Drop every picture, then print the rest of the listing exactly as given.

##### Records supplied #####

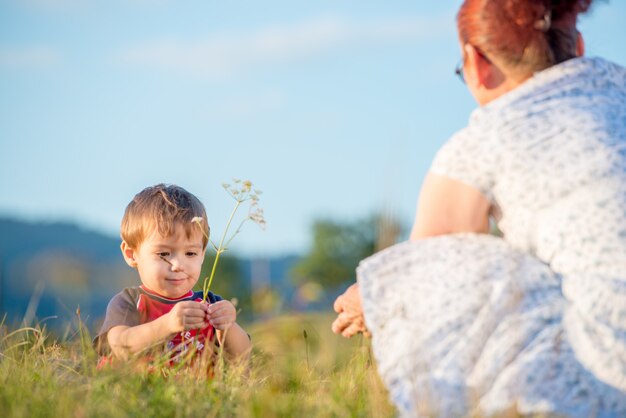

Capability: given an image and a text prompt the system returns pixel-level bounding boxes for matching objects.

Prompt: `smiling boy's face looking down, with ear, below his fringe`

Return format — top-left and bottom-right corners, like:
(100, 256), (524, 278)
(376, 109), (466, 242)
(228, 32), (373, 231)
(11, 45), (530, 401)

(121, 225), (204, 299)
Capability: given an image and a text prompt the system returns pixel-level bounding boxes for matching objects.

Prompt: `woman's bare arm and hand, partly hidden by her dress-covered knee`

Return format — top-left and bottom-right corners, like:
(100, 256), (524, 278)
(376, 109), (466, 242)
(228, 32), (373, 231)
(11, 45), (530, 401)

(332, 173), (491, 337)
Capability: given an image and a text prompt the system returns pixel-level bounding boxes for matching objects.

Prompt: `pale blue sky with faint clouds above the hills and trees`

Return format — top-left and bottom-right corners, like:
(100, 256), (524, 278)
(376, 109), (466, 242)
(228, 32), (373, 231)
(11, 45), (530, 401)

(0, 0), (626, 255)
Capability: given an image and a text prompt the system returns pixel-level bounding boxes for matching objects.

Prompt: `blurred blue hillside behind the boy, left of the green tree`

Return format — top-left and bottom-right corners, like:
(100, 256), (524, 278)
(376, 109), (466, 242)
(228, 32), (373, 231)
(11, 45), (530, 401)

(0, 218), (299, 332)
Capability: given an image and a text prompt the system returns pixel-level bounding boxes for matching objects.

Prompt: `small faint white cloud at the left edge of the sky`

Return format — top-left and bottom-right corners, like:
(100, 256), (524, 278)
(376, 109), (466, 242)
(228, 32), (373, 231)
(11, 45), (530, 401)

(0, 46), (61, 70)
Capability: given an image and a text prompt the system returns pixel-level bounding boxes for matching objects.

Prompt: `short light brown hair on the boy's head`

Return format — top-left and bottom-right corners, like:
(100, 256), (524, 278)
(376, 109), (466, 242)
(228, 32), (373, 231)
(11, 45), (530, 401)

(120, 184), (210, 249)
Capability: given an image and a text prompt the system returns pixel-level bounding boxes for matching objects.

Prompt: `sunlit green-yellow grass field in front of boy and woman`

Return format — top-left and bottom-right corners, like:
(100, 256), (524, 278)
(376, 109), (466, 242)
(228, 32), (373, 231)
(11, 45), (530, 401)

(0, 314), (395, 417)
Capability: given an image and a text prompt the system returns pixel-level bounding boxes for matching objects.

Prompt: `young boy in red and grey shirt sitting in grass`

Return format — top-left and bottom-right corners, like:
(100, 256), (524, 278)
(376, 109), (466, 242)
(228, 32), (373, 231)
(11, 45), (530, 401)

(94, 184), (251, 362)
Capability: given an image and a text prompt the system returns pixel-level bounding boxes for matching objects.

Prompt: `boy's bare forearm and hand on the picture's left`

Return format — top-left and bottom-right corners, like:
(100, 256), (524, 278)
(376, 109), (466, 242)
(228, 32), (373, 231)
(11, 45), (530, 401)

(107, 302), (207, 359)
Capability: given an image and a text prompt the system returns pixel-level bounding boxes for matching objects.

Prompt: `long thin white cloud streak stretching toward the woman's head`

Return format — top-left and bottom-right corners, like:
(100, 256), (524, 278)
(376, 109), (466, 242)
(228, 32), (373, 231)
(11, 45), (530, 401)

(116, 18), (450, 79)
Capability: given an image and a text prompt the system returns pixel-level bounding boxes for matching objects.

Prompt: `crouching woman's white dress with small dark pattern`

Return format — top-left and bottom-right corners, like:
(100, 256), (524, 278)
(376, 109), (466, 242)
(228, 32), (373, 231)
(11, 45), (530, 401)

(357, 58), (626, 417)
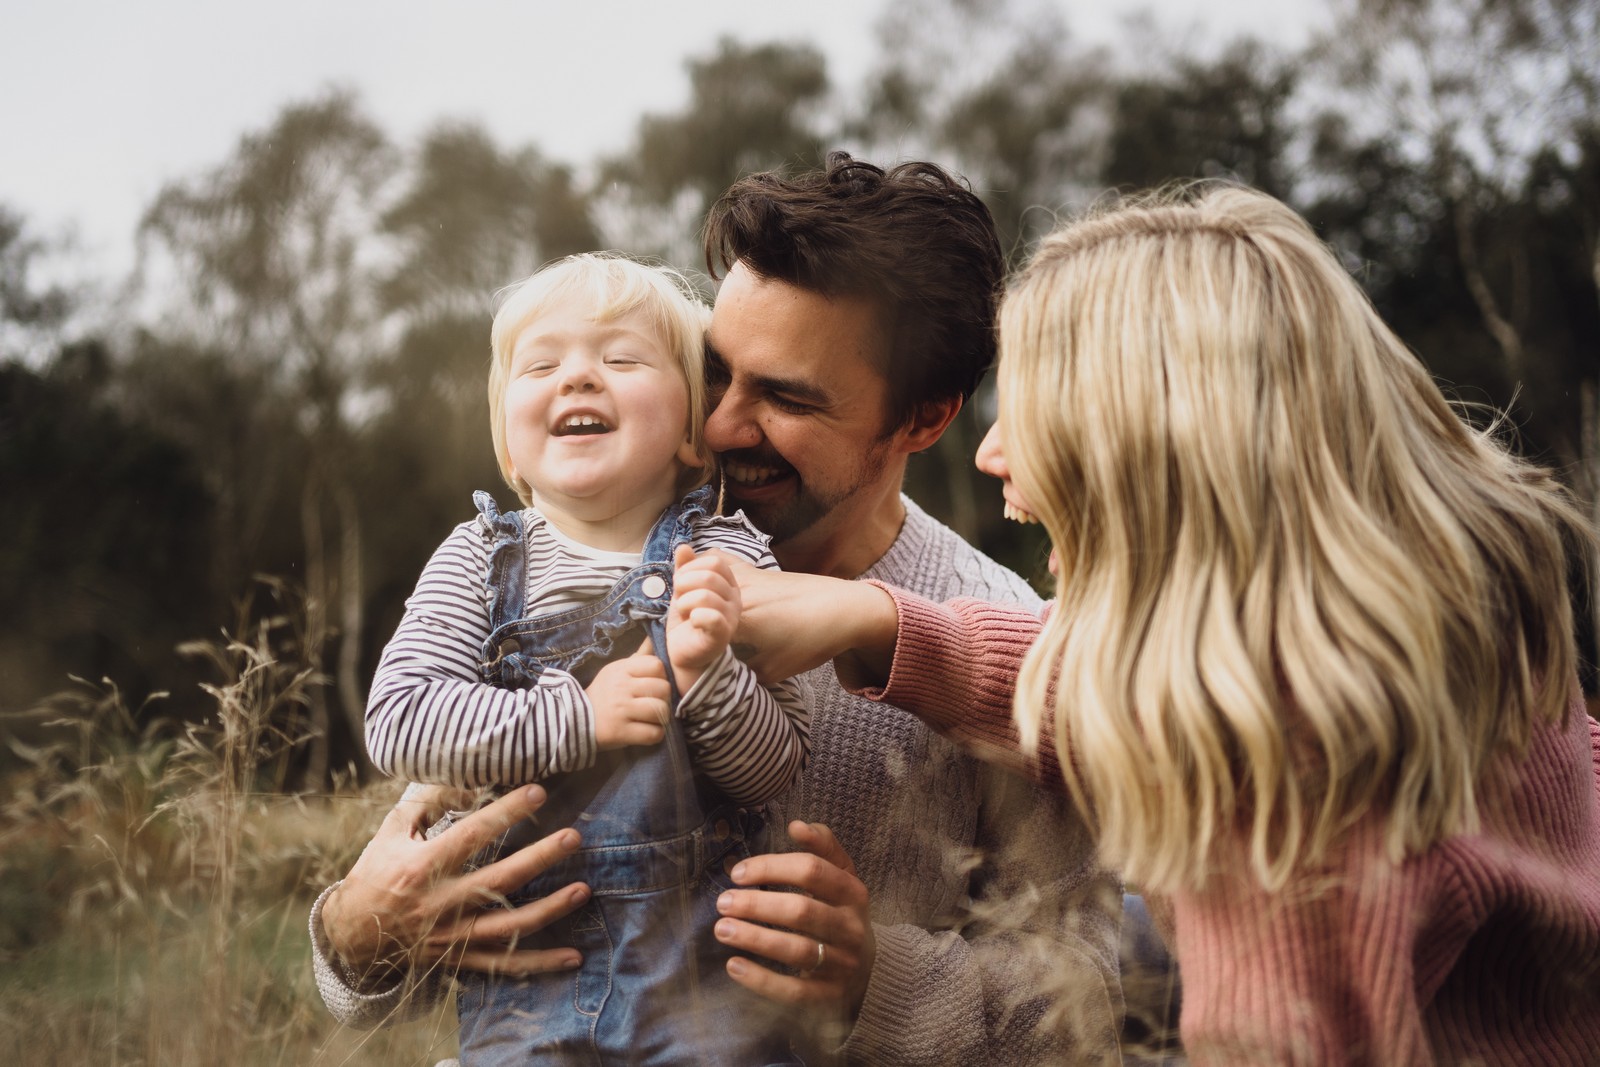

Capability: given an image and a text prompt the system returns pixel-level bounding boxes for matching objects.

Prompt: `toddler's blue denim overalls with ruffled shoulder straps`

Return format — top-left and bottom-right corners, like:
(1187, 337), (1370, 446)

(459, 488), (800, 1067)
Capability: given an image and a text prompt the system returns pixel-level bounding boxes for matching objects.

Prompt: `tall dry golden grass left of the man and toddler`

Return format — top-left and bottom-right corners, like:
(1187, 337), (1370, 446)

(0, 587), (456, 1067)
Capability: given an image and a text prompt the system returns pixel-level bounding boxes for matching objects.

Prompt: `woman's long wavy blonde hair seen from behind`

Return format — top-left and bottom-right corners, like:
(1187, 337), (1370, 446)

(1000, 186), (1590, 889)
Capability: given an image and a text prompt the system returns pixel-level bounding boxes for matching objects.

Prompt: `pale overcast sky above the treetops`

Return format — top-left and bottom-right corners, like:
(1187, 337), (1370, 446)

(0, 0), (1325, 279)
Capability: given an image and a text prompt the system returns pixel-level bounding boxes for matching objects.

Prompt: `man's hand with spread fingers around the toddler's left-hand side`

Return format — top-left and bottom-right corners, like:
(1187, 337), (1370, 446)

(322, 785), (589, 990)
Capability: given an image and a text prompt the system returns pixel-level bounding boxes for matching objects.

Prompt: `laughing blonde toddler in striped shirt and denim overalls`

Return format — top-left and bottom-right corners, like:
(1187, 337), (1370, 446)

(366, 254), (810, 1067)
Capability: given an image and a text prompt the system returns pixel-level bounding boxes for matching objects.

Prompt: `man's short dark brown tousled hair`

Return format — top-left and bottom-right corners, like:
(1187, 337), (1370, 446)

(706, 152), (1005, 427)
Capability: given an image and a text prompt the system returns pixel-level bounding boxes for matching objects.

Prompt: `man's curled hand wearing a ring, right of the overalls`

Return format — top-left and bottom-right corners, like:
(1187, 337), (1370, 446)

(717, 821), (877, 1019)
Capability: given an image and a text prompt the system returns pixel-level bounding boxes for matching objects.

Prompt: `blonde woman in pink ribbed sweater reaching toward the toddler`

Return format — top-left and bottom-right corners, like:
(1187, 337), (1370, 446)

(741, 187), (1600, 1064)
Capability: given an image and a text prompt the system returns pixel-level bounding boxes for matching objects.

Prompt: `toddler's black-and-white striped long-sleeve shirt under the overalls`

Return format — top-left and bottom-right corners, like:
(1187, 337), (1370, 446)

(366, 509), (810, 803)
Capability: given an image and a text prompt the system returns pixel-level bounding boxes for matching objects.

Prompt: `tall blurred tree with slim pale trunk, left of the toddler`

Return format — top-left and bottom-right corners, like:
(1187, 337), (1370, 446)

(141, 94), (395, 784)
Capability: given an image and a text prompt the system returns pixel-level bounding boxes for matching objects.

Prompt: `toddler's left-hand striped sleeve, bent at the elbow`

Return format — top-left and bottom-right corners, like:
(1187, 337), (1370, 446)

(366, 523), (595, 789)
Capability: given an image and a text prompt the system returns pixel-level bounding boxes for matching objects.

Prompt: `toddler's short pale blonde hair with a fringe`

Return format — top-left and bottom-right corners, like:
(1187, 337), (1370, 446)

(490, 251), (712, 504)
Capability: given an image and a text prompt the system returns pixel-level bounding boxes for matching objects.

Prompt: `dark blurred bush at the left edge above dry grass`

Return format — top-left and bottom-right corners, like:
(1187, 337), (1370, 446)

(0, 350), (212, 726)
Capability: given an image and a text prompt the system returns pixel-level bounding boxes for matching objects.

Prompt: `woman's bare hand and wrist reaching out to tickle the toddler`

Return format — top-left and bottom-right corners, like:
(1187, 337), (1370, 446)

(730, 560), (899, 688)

#####

Solution for this problem:
Capability: given an image and a text prompt the system returns pixel-level bounding boxes for matching objects.

Prompt: `smiling boy's face looking down, with ear, below his fringe`

Return format — top-left and bottom-right corners, like:
(100, 256), (524, 278)
(376, 109), (466, 242)
(228, 32), (373, 231)
(11, 45), (530, 401)

(121, 225), (204, 299)
Capability: given an image and a text prompt the system returns pixel-level bounding boxes for matching objects.

Prompt: `woman's bare arm and hand, partly hidden by her dress-covered knee`

Return format — top-left and bottom-right corners, like:
(100, 256), (524, 278)
(376, 109), (466, 242)
(228, 32), (373, 231)
(11, 45), (530, 401)

(332, 173), (491, 337)
Capability: given an image and a text prompt the system returns pixel-level bounding boxes for matching objects.

Prompt: `pale blue sky with faint clouds above the hills and trees`

Return format — top-left and bottom-right corners, like:
(100, 256), (524, 278)
(376, 109), (466, 242)
(228, 32), (373, 231)
(11, 45), (530, 401)

(0, 0), (626, 255)
Capability: given an image and a text prompt the system returns pixel-level bounding boxes for matching objects.

Prompt: `blurred blue hillside behind the boy, left of the green tree`

Return format — top-left and bottom-right corners, like:
(100, 256), (524, 278)
(376, 109), (466, 242)
(228, 32), (373, 231)
(11, 45), (530, 401)

(0, 218), (299, 332)
Capability: given an image and a text prompt the system returns pixel-level bounding boxes for matching objects.

Prompt: `small faint white cloud at the left edge of the sky`

Return format — top-left and bottom-right corners, like:
(100, 256), (524, 278)
(376, 109), (466, 242)
(228, 32), (373, 231)
(11, 45), (530, 401)

(0, 46), (61, 70)
Capability: given an image and a text prompt the system returns pixel-level bounding boxes for matching objects.

Prompt: `short light brown hair on the boy's head`

Return format — top-left and bottom-right corners, like:
(100, 256), (524, 278)
(376, 109), (466, 242)
(228, 32), (373, 231)
(11, 45), (530, 401)

(120, 184), (210, 249)
Capability: given an image and a text prompt the system returns pixel-level bounding boxes for matching objects.

Prompt: `sunlit green-yellow grass field in front of boy and woman`

Return format — top-left and bottom-right corners, like:
(100, 256), (524, 278)
(376, 109), (466, 242)
(228, 32), (373, 231)
(11, 45), (530, 401)

(0, 314), (395, 417)
Capability: given an image and a text prompt the system returns pixel-level bounding boxes for matching objects.

Prompt: `young boy in red and grey shirt sitting in grass`

Return format — top-left and bottom-right corners, like:
(100, 256), (524, 278)
(376, 109), (466, 242)
(228, 32), (373, 231)
(11, 45), (530, 401)

(94, 184), (251, 362)
Capability: given an image and a text prompt the system returns pixel-level bounding boxes for matching objects.

Prompt: `boy's bare forearm and hand on the picture's left`

Return format — top-left and bottom-right corners, like:
(100, 256), (524, 278)
(376, 109), (466, 242)
(228, 32), (373, 231)
(11, 45), (530, 401)

(107, 302), (207, 359)
Capability: given an image and a text prompt the system returns pixel-level bounding boxes for matching objects.

Prompt: `long thin white cloud streak stretching toward the woman's head`

Return format — top-left and bottom-right corners, like:
(100, 256), (524, 278)
(376, 109), (466, 242)
(228, 32), (373, 231)
(11, 45), (530, 401)

(116, 18), (450, 79)
Capability: given an image and a text prompt the system returns pixel-level bounding boxes for matching objects.

Prompt: `crouching woman's white dress with small dark pattern`

Return format — top-left and bottom-right corners, like:
(100, 256), (524, 278)
(376, 109), (466, 242)
(228, 32), (373, 231)
(11, 45), (530, 401)

(357, 58), (626, 417)

Capability: given an image and a text prompt the system returns pixel-level bounding boxes for matching objects.

Prompt: `toddler's blue denim overalls with ruffled shoulder straps`

Return format — top-left and bottom-right corners, like:
(1187, 337), (1370, 446)

(459, 488), (800, 1067)
Capability: given an image and a text prompt the system returns pixel-level bounding boxes for matching objects.

Prompt: `tall dry golden grass left of the man and toddler`

Return format — top-left and bottom-right corners, like:
(1187, 337), (1370, 446)

(0, 587), (456, 1067)
Capability: given an image and a text prompt the system returns pixel-level bounding boxes for matching objects.

Prompt: `woman's long wavy blonde hair seen from behind`

Return format — top-left and bottom-right corners, like:
(1187, 337), (1370, 446)

(1000, 186), (1590, 889)
Capability: given an image and a text prompt the system returns pixel-level bounding boxes for matching objects.

Prompt: `pale overcast sky above the treetops`

Return format — top-left and bottom-right corners, like:
(1187, 337), (1370, 446)

(0, 0), (1325, 279)
Capability: given an image and a text prompt the system returns pixel-level bounding boxes for matching objects.

Prompt: `man's hand with spread fingers around the toddler's left-hand side`

Return format — top-left and bottom-right corners, like:
(1187, 337), (1370, 446)

(322, 785), (589, 990)
Capability: given an image and a text prompt the system returns pixel-level bounding boxes for matching objects.

Prompt: `laughing blonde toddler in striped shirt and denim overalls`

Return format — top-left and bottom-right corners, like:
(1187, 337), (1370, 446)

(366, 254), (810, 1067)
Capability: given an image and a text prompt the system returns pixel-level bounding boxes for matching objects.

Prompt: `man's short dark brown tousled hair`

Return format — top-left and bottom-right corners, like:
(1187, 337), (1370, 446)

(706, 152), (1005, 427)
Capability: given an image and a text prompt the system returns pixel-level bounding boxes for matching objects.

Prompt: `man's curled hand wearing a ring, right of the overalls`

Return format — top-left and bottom-right corners, like:
(1187, 337), (1370, 446)

(717, 821), (877, 1019)
Capability: given an image and a text prompt the system returns pixel-level bounding boxes for matching objects.

Prompt: `blonde woman in pink ribbed sweater reaching toward the toddler`

Return format — top-left and bottom-right corners, like:
(1187, 337), (1370, 446)

(741, 187), (1600, 1064)
Capability: given an image and a text prompt the system returns pixel-level bounding boxes for matching objects.

Prompt: `toddler's black-and-white striped long-sleeve shirt under the overalls`

Return format — top-left and bottom-right corners, like:
(1187, 337), (1370, 446)

(366, 509), (810, 803)
Capability: given an image and a text prompt the system returns pixel-level bounding boxes for matching objects.

Prompt: `tall blurred tree with slim pale trunk, left of the toddler`

Return format — top-left and bottom-right corners, like:
(1187, 337), (1370, 446)

(141, 94), (395, 784)
Capability: given an image and a text prompt the system returns pixel-level bounding boxes for matching objects.

Prompt: `toddler's left-hand striped sleeve, bent at the elbow`

Return format — top-left and bottom-right corners, like:
(1187, 337), (1370, 446)

(366, 523), (595, 789)
Capability: given an image and a text prompt the system returns pixel-level bounding boxes for matching objects.

Prompt: `toddler's short pale blonde hair with a fringe`

Return format — top-left and bottom-right corners, like:
(1187, 337), (1370, 446)

(490, 251), (712, 504)
Capability: given an image and a text prompt the system returns pixel-level bounding boxes for matching objects.

Prompt: `dark blurred bush at the left edge above dry grass`

Return format — top-left and bottom-right corners, like:
(1187, 337), (1370, 446)

(0, 350), (212, 726)
Capability: given an image and a text prompt the system returns pixel-level bounding boxes for matching objects.

Prompt: `woman's bare hand and wrist reaching out to tickle the toddler`

Return format — top-left and bottom-right corners, like:
(1187, 337), (1370, 446)

(730, 560), (899, 688)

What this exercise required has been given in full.